• _Aangeleverde tekst_
========================================================================

5. Wanneer in een dopingzaak geen sprake is van een afwijking van enige International Standard, dan wel als enige afwijking niet het belastende analyseresultaat of de feitelijke basis voor de overtreding van dit reglement heeft veroorzaakt, vormt de positieve uitslag betrouwbaar en onomstotelijk bewijs dat sprake is van een overtreding van dit reglement.
6. (…)
(…)
Artikel 39 – Uitsluiting
1. De periode van uitsluiting die wordt opgelegd voor een overtreding van artikel 3, artikel 4 of artikel 8 bedraagt bij een eerste overtreding een periode van twee jaar, tenzij (…)”
2.4.

Op 31 mei 2014 heeft [eiser] meegedaan aan een wedstrijd polsstokhoogspringen in Soest (Duitsland). [eiser] is die dag ingeloot en aangewezen voor de op die datum door een Doping Control Officer (hierna DCO te noemen) in opdracht van het Deutscher Leichtathletik-Verband uit te voeren dopingcontrole.
2.5.

In het dopingcontrolestation (de kleedruimte) bij het sportcomplex waar de wedstrijd werd gehouden heeft [eiser] die dag in een daarvoor bestemde container (opvangbeker) urine geproduceerd, die vervolgens is verdeeld over twee monsters (A en B), die verzegeld naar het WADA-geaccrediteerde laboratorium “Institute of Biochemstry German Sport University Cologne”. Dit laboratorium heeft de urinemonsters van [eiser] geanalyseerd. De rapporten daarvan bevinden zich bij de stukken.
2.6.

Op 14 juli 2014 kreeg [eiser] telefonisch bericht van de Atletiekunie dat de dopingtest van 31 mei 2014 positief was. Diezelfde avond hebben [naam] en [naam 1], technisch directeur respectievelijk algemeen directeur van de Atletiekunie, [eiser] thuis bezocht en meegedeeld dat aan hem de ordemaatregel van schorsing zal worden opgelegd. Bij brief van 17 juli 2014 heeft de Atletiekunie aan [eiser] geschreven dat hij per die datum is geschorst. Als gevolg van die maatregel mocht [eiser] niet langer aan nationale en internationale wedstrijden en aan trainingen in verenigingsverband deelnemen.
2.7.

========================================================================

Opgeslagen records:
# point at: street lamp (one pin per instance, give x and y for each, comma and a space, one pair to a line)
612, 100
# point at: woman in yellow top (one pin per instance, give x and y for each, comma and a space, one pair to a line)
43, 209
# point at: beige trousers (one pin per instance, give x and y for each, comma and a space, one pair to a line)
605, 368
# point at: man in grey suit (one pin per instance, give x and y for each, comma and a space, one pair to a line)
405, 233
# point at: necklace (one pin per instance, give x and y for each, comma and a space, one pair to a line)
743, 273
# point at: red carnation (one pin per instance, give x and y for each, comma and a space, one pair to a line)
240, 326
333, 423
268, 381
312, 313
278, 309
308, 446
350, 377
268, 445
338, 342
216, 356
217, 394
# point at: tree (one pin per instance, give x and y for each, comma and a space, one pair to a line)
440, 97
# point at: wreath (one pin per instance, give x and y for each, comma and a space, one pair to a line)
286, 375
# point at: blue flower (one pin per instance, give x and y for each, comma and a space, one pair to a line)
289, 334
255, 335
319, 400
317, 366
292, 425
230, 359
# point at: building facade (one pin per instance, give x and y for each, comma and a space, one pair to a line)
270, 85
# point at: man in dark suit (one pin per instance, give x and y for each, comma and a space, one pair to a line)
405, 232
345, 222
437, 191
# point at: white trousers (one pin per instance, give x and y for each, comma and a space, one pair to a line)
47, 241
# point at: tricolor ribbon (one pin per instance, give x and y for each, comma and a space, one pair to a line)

========================================================================

• _Instructie_
Pak de tekst over de dopingzaak weer op en schrijf hem verder vanaf het punt waar hij stopt.

• _Antwoord_
Nadien, nadat de analyse van het B-monster het resultaat van de analyse van het A-monster had bevestigd, heeft de Atletiekunie (overeenkomstig artikel 9 lid 1 van het Tuchtreglement) aangifte gedaan bij de tuchtcommissie van overtreding door [eiser] van artikel 3 van het Dopingreglement. In de aangifte staat, zo kan uit de hierna onder 2.8 nog te noemen uitspraak van de tuchtcommissie worden afgeleid:
“Op 31 mei 2014 is er bij betrokkene in opdracht van de Duitse Atletiekbond een dopingcontrole uitgevoerd tijdens althans (…) in het kader van een wedstrijd bekend als het ‘3. National Soester Stabhochsprung-Festival’, gehouden te Soest (Duitsland). Deze wedstrijd vond plaats onder auspiciën van de internationale Atletiek Federatie (hierna IAAF). De analyserapporten van het dopingcontrolelaboratorium vermelden dat bij de analyse van zowel het A-deel als het B-deel van het urinemonster van betrokkene met nummer 2878795 endogene steroïden van exogene oorsprong zijn aangetroffen. Deze stof komt voor op de Dopinglijst 2014 behorende bij het Dopingreglement van het Instituut Sportrechtspraak. De aanwezigheid van een stof die op de genoemde lijst staat vormt een overtreding van artikel 3 van het Dopingreglement”.

2.8.

Bij uitspraak van 9 december 2014 heeft de tuchtcommissie bewezen verklaard dat [eiser] artikel 3 van het Dopingreglement heeft overtreden en hem op grond van artikel 39 lid 1 van dat reglement de straf opgelegd van uitsluiting voor een periode van twee jaar, met aftrek van de periode van uitsluiting op basis van de door de Atletiekunie aan [eiser] per 17 juli 2014 opgelegde ordemaatregel.
2.9.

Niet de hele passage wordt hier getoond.